Given data
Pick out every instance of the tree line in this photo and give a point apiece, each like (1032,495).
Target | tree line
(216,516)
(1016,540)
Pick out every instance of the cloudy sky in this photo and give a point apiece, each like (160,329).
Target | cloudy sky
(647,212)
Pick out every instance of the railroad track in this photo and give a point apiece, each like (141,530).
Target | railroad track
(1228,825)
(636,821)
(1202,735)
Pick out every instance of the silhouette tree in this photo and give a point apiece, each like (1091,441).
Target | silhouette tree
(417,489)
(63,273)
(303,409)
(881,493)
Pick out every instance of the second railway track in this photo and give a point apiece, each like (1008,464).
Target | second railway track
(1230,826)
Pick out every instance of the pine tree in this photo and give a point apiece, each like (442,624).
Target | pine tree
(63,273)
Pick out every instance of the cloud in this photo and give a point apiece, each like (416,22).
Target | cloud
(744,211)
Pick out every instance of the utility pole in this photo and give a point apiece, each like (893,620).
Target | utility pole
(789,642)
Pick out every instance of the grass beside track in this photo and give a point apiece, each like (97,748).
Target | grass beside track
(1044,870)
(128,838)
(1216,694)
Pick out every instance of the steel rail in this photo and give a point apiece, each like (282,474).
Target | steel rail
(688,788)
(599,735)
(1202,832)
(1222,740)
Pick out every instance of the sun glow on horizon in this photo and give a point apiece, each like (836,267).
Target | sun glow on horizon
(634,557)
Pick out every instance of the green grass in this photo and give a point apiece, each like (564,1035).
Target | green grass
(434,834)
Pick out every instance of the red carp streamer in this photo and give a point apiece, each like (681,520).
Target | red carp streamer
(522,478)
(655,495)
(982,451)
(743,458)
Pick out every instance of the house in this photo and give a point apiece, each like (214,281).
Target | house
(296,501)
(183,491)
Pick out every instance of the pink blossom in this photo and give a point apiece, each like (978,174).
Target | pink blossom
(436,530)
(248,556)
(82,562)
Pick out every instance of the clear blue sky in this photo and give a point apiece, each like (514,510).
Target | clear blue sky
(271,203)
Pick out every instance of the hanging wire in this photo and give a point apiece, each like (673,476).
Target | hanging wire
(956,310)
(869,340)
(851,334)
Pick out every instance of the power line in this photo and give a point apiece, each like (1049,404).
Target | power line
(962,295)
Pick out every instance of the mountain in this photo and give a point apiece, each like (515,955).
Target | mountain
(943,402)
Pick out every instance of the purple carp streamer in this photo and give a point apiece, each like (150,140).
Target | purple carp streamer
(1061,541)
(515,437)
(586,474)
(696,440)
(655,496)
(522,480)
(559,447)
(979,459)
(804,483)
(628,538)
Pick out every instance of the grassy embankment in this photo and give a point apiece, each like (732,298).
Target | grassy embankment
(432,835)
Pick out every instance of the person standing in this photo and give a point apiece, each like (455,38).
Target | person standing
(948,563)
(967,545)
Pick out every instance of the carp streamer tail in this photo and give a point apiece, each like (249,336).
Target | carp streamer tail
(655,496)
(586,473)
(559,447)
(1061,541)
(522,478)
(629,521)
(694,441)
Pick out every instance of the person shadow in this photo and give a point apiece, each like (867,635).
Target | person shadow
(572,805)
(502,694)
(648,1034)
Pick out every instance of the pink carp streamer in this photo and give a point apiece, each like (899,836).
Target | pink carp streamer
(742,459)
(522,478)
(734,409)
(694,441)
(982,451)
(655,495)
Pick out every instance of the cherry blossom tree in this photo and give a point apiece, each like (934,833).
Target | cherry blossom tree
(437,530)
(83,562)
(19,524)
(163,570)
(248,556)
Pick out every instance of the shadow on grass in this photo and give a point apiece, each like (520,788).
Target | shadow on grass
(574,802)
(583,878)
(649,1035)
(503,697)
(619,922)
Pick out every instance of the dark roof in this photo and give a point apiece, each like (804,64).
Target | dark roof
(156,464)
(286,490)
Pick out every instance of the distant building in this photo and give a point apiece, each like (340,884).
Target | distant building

Exercise
The task requires an exact copy of all the lines above.

Finished task
Pick out every instance of the tree line in this photo and give a point apiece, each like (1032,495).
Target | tree line
(216,516)
(1016,540)
Pick out every instance of the cloudy sky in this photo and give a point apiece, each like (160,329).
Target | cloudy sky
(647,212)
Pick out every instance of the railroad track in this photo and give a point apiece, each like (141,530).
Target | railroad track
(1228,825)
(636,821)
(1202,735)
Pick out every instance of the silhouette tree in this photo and give a point apiece, each like (1091,441).
Target | silhouette tree
(417,489)
(63,273)
(303,409)
(881,493)
Pick out every instance of the second railway track in this photo and give a point apiece, each like (1008,464).
Target | second railway track
(1230,826)
Pick out every instance of the pine tree in this photo and give a point apiece, each like (442,624).
Target | pine tree
(63,273)
Pick out every instance of the cloud in this photo and give a point apiece, each like (416,22).
Target | cloud
(744,211)
Pick out every instance of the utility pole in this photo and give a point apiece, each like (893,620).
Target | utility pole
(789,642)
Pick out every instance of the grass beside track in this photo and give a point apiece, each like (97,748).
Target | grass beside track
(1044,870)
(128,838)
(1216,694)
Pick out every instance of the steel rail in this photo and give a point apiece, each like (282,474).
Target | steel rail
(688,788)
(599,735)
(1202,832)
(1222,740)
Pick out every instance of the sun glow on horizon in this photo and give a point apiece, each like (836,267).
Target | sun glow on horizon
(634,557)
Pick out every instance of the green grass in this photo and give a point apiece, each like (564,1035).
Target | green grass
(434,834)
Pick out every instance of the red carp streamer in this photo and give a point apiece, each like (681,520).
Target | red carp streamer
(522,478)
(655,495)
(982,451)
(743,458)
Pick out every instance of the house in this photo and give a point apiece, each like (214,281).
Target | house
(296,501)
(183,491)
Pick out every instance of the pink blossom in this photo and give a point apiece, each like (978,174).
Target | pink blossom
(436,530)
(248,556)
(82,562)
Pick out every instance of the clear blue sky in this photo and give a point apiece, each like (514,510).
Target | clear blue sky
(271,203)
Pick out every instance of the hanging wire in this photo and give a point apiece, each like (673,476).
Target | hanging wire
(956,310)
(869,340)
(851,334)
Pick out every instance of the power line in this photo and give a point apiece, each like (1049,404).
Target | power line
(962,295)
Pick out every instance of the mountain in this photo and give a point apiece, each like (515,955).
Target | mountain
(943,402)
Pick out every instance of the purple carp streamer in this photo and give a point apiece, each like (150,140).
Target | purple carp streamer
(1061,541)
(515,437)
(586,474)
(696,440)
(655,496)
(522,480)
(559,447)
(979,459)
(804,483)
(628,538)
Pick out every instance of the grassy embankment in this photo and give a point apiece, each like (732,298).
Target | grassy embankment
(432,835)
Pick out every instance of the person standing in this photo and give a point apiece, each like (455,38).
Target | person standing
(948,563)
(967,545)
Pick out every instance of the carp streamer tail in this photo and give a point apiece, each like (249,336).
Target | carp streamer tail
(655,496)
(586,473)
(559,447)
(1061,541)
(522,478)
(629,521)
(694,441)
Pick out every instance of the person shadow in this photo and give a point apiece, each like (867,635).
Target | person shadow
(572,805)
(502,694)
(648,1034)
Pick out every instance of the pink carp streamer in this photo and give a point apiece, each like (899,836).
Target | pink carp streamer
(742,459)
(522,478)
(734,409)
(694,441)
(982,451)
(655,495)
Pick out every instance of the cherry blossom tree in this photo and give a point apiece, each like (934,833).
Target | cherry blossom tree
(437,530)
(83,562)
(19,524)
(163,570)
(248,556)
Pick out every instance of the shadow on grass in this photo and give a point apiece, each like (520,788).
Target | shadow on grass
(574,802)
(583,878)
(649,1035)
(503,697)
(619,922)
Pick out every instance of the dark roof in this photo and give a point apiece, each like (804,64).
Target | dark roof
(156,464)
(286,490)
Pick out every instance of the distant building in this photo and give a point apiece, each like (340,884).
Target | distant building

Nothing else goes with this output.